Saved data entries
- - -

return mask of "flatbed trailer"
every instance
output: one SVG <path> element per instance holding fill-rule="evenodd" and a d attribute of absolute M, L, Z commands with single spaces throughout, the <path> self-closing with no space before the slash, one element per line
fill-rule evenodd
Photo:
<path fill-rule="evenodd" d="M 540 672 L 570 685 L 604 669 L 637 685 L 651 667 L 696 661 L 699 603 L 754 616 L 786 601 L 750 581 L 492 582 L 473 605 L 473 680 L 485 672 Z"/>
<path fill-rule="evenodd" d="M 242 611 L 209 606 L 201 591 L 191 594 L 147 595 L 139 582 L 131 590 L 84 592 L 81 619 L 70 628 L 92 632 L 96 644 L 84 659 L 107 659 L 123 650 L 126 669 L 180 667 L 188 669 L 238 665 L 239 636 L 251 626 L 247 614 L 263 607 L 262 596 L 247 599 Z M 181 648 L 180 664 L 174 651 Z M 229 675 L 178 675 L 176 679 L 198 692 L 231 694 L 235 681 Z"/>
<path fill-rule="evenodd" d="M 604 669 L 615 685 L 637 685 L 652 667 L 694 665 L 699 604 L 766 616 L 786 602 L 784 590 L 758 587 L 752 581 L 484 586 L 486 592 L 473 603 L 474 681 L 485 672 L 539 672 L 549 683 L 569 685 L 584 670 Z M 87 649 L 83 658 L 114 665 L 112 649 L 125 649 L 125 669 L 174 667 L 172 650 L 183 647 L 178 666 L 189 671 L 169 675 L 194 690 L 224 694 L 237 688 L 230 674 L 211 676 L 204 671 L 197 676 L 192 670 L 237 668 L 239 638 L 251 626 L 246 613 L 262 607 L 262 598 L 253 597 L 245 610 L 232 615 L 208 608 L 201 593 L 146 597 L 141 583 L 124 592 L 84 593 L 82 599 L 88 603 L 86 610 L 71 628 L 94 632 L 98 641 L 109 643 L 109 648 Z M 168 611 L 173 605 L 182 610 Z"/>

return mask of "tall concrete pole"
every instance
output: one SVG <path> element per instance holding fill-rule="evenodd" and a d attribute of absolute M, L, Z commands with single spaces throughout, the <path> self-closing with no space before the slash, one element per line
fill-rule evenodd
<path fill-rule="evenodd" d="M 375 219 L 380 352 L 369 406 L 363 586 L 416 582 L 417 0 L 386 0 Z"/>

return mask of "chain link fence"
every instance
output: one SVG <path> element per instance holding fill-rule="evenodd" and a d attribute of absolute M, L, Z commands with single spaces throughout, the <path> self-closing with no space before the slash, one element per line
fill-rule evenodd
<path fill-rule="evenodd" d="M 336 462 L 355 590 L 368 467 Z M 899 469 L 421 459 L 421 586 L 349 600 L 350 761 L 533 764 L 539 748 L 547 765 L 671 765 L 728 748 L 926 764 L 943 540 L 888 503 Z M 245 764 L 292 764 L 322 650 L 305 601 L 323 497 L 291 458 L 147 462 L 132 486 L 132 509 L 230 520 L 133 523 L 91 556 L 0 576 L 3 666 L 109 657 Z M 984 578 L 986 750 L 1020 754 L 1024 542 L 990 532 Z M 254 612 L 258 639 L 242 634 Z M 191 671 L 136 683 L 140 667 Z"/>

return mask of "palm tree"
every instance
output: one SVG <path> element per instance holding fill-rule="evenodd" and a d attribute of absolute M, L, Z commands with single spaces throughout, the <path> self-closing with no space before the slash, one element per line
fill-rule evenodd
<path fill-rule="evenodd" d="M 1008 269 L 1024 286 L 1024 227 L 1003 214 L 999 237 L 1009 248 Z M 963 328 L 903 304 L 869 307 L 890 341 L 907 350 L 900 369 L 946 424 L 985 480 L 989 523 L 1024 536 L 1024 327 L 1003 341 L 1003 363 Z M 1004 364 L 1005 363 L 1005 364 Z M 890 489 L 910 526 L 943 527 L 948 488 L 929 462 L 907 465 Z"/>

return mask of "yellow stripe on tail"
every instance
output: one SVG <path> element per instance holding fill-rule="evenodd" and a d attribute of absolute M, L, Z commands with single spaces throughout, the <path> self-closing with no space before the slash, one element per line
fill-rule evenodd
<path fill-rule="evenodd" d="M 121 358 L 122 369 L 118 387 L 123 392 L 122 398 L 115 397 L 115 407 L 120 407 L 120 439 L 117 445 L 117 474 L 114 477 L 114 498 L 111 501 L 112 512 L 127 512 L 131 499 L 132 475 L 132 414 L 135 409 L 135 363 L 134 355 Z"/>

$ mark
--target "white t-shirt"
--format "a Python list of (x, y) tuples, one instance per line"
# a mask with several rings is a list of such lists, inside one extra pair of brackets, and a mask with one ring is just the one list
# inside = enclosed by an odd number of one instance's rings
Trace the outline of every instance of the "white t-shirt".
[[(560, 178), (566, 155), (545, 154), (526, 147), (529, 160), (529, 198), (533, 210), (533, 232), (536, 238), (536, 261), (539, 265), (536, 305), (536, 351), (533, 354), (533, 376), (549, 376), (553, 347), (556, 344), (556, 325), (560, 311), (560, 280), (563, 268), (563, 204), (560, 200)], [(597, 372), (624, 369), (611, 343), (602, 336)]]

- - -

● **Task item**
Above are the records. Copy every line in them holding "mask".

● **Exercise answer**
return mask of "flatbed trailer"
return mask of "tall concrete pole"
return mask of "chain link fence"
return mask of "palm tree"
return mask of "yellow stripe on tail"
# a mask with several rings is a list of such lists, inside one extra pair of brackets, and a mask with one ring is just the one list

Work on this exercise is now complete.